**Page extract:**
# # # # #
Adding it manually with pveceph works, but then the osd is not shown up in the osd-list from the webinterface and the device is marked as down.

i know it is not recommended but in the other case just a single ssd for journal is also not the optimal setup. SW-Raids adds a bit more safety for me.

kind regards
 
I assume you can configure this manually but it does not make any sense for me.

I suggest you follow the recommendations from the Ceph team.
 
While you can do it manually, you should not.

i know it is not recommended but in the other case just a single ssd for journal is also not the optimal setup. SW-Raids adds a bit more safety for me.

It should not add more safety (as ceph is designed to loose every component of a cluster without encountering data loss).

Can you post your Hardware details, so we can make more educated guesses on why you might think a "software raid journal" is safer ?
 
got a three node cluster, with 4x3TB, 128GB RAM, 2x128GB SSDs, 128GBR RAM, NoRAID-Controller.
Proxmox is setup on top off Debian-SW-RAID-Setup.

Reason why i do it this way, quite simple. SW-Raid is in my opinion the cheapest way to get dataprotection.

This setup should provide me the possibillity to make some VMs HA and others not.
 
Hi,
do I understand you right, that you want the ceph-journal running on the same SSDs like the OS?
And the SSDs are enterprise class or consumer?

Anyway - to use an md-device for ceph is an bad idea. ceph do on every write an dsync (AFAIK - kind of sync depends on block-storage journal or file-based journal), Do you know at which time the md-drive ack the dsync? If wrote on both ssd and synced?? If this happens it's safe, but you have one more layer and loose performance.

I suggest an good journal ssd like intel DC S3700 - they are quite stable.

Udo
 
but what happens when this one single ssd fails. journal is gone and all of the data has to be rewritten, right?

Lets brake down what Ceph is designed for:
  • The ability to take the loss of one OSD (or multiples)
  • the ability to take the loss of one node (or multiple)
  • the Ability to take the loss of one Rack (or multiples)
  • ... all the way up to one Campus/Region/Datacenter ...
All you have to do is plan for it and configure it right.

Let's say you have 3 nodes. That lands you in "<=node failure country". Let's say one node completely dies (which losing your the single SSD which houses the journal for your 4 OSDs will do for you) and lets say you are running your pool in replicated 3/1 mode.

What happens is the following:
  • you loose all the data on said OSD's
    • you have 2 more copies of said data, so why would you care ??
  • you get only 2/3 of your write and read performance (because you lost 1/3rd of your OSD's)
# # # # #
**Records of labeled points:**
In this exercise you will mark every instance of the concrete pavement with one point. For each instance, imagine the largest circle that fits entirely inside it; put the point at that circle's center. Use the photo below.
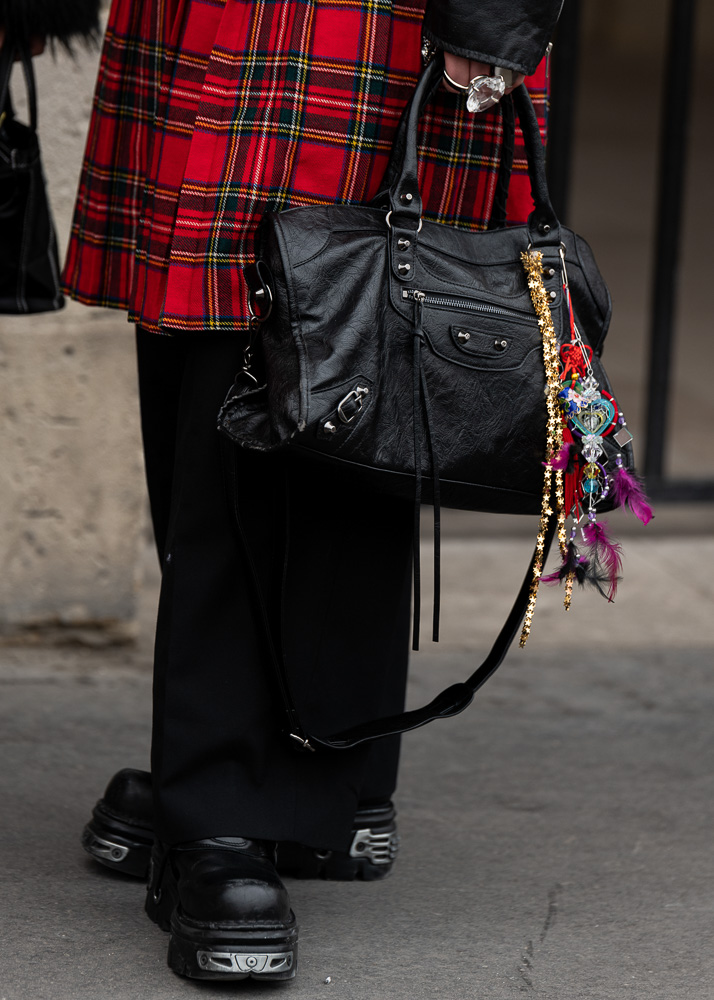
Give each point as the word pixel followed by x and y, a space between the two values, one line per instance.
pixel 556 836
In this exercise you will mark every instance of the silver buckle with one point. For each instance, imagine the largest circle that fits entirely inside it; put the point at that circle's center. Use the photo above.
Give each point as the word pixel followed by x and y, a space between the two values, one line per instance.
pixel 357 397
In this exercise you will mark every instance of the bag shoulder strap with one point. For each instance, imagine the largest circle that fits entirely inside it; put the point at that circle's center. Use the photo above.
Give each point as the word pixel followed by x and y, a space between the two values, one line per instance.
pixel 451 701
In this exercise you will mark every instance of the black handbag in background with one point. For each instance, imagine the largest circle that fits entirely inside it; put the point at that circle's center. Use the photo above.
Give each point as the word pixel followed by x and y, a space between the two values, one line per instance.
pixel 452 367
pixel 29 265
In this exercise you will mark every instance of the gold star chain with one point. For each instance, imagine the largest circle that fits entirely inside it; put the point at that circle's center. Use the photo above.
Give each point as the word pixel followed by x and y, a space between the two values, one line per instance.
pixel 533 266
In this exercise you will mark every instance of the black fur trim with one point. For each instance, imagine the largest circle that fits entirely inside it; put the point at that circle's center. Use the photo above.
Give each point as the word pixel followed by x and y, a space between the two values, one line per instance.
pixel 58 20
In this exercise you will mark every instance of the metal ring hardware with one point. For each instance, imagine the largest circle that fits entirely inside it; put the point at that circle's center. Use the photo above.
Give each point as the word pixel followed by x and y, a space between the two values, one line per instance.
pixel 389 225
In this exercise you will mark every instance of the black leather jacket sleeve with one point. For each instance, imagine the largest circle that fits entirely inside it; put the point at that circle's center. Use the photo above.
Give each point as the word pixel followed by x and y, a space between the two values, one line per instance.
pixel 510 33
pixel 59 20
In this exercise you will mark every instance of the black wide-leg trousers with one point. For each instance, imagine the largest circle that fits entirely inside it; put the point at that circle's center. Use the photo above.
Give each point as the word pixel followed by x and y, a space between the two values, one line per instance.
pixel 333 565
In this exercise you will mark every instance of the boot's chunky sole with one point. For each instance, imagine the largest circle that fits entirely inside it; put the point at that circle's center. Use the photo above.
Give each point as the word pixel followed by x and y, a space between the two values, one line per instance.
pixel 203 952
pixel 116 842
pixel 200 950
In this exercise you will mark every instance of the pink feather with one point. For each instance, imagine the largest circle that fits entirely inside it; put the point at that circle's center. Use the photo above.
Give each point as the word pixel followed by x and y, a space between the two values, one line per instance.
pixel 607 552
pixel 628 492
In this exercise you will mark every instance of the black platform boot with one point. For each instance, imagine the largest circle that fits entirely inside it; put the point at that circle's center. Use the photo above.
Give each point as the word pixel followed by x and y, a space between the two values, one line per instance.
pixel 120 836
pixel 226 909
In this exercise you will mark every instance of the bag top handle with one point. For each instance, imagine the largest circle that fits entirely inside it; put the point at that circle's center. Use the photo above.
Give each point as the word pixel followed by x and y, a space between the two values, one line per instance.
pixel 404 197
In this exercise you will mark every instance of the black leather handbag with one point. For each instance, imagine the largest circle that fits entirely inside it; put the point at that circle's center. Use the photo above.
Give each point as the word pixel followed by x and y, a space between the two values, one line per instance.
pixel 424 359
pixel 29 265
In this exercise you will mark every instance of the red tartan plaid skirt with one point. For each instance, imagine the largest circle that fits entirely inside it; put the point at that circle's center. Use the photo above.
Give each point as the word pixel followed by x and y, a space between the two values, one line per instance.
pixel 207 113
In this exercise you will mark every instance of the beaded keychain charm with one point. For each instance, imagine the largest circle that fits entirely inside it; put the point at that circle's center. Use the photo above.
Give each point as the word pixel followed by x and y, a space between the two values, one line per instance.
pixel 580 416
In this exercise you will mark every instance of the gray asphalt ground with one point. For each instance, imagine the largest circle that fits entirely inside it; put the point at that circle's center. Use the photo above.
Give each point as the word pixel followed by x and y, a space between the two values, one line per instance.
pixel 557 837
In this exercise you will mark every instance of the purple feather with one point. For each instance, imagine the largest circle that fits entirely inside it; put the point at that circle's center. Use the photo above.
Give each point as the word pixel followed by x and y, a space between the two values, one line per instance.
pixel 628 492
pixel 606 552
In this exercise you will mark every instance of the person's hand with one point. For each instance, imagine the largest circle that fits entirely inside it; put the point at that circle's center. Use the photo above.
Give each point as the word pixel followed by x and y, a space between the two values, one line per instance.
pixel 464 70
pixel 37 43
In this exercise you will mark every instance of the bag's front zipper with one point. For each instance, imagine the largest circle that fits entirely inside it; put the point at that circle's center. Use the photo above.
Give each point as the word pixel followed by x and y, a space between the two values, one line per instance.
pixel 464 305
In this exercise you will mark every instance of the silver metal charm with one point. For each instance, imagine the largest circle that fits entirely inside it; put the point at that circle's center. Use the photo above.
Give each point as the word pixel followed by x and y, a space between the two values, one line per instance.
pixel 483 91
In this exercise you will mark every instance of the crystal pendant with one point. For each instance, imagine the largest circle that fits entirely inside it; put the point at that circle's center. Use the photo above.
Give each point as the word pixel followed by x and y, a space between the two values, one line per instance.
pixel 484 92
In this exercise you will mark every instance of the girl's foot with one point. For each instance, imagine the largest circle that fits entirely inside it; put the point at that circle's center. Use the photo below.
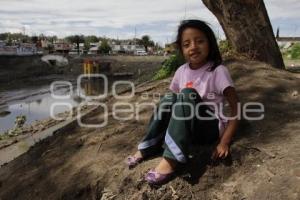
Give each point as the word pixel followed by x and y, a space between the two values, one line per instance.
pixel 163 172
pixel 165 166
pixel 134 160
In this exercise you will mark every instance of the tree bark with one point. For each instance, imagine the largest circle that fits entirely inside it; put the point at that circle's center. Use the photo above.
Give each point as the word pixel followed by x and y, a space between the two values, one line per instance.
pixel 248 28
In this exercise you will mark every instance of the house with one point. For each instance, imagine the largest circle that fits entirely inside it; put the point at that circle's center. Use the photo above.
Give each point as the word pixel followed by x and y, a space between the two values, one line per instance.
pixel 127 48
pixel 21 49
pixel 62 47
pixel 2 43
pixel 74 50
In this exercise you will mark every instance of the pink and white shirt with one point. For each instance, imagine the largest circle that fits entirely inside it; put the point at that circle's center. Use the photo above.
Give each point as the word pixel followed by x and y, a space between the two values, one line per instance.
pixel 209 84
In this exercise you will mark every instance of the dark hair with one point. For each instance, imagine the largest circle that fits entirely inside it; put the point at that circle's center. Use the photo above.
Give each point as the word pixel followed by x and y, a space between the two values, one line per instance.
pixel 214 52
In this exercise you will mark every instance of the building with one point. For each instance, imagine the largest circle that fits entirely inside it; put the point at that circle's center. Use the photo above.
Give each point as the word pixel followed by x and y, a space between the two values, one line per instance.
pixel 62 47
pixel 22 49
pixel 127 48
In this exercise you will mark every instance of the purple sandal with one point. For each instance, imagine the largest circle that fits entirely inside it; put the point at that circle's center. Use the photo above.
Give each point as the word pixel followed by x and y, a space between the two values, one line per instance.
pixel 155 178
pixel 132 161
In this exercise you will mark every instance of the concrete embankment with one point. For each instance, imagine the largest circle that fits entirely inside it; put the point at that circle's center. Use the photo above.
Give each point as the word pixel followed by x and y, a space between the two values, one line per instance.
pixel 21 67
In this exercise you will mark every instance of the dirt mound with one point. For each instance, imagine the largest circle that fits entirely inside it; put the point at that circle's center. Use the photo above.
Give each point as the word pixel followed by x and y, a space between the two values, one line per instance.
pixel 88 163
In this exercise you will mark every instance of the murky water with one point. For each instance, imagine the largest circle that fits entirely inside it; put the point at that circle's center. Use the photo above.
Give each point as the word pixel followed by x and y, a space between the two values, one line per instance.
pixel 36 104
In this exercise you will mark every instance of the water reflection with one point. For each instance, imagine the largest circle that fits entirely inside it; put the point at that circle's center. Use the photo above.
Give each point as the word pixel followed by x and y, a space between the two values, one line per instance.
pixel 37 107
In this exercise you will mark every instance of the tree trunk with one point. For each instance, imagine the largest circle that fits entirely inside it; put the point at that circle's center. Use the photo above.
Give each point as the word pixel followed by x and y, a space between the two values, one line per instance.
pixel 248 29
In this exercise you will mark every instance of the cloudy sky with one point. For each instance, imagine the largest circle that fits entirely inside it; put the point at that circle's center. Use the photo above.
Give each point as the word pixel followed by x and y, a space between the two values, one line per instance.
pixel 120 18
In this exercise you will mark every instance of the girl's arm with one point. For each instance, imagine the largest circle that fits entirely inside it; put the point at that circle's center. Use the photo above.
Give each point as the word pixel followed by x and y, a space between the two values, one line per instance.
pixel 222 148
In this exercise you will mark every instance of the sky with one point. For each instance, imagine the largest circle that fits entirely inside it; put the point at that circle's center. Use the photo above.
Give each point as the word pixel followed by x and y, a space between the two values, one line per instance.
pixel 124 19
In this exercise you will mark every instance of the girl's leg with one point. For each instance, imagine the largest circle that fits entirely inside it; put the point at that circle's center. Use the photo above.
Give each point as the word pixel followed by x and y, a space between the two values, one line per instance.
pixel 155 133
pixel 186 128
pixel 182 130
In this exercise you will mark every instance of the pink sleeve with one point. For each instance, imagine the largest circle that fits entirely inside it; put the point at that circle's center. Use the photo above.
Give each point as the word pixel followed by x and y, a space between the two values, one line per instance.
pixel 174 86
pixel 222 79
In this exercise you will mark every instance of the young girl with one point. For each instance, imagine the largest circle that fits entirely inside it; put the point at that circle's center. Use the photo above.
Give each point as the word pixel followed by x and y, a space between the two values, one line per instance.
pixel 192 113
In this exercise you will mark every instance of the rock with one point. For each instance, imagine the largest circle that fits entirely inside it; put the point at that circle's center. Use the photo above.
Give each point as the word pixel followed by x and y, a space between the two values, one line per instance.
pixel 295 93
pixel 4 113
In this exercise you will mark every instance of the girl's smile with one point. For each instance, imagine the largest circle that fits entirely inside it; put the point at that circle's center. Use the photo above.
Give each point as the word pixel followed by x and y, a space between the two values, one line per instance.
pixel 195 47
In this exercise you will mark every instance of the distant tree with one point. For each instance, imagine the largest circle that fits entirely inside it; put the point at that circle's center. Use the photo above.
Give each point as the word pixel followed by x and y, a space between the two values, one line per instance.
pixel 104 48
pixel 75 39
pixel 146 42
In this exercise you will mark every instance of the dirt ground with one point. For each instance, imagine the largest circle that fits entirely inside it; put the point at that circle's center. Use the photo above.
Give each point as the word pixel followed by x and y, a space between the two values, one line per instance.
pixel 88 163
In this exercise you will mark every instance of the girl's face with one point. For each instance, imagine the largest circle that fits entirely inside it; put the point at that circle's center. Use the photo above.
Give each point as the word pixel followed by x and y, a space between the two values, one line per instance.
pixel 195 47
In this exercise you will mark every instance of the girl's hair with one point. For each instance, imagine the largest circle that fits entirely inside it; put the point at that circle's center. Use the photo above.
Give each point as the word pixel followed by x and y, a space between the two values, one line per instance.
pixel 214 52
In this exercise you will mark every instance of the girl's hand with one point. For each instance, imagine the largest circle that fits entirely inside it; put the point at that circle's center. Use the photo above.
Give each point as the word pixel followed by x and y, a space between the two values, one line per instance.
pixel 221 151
# # # # #
**Directive:**
From the Ceph journal thread, quote the stretch from "Lets brake down" through "you care ??".

**Full answer:**
Lets brake down what Ceph is designed for:
  • The ability to take the loss of one OSD (or multiples)
  • the ability to take the loss of one node (or multiple)
  • the Ability to take the loss of one Rack (or multiples)
  • ... all the way up to one Campus/Region/Datacenter ...
All you have to do is plan for it and configure it right.

Let's say you have 3 nodes. That lands you in "<=node failure country". Let's say one node completely dies (which losing your the single SSD which houses the journal for your 4 OSDs will do for you) and lets say you are running your pool in replicated 3/1 mode.

What happens is the following:
  • you loose all the data on said OSD's
    • you have 2 more copies of said data, so why would you care ??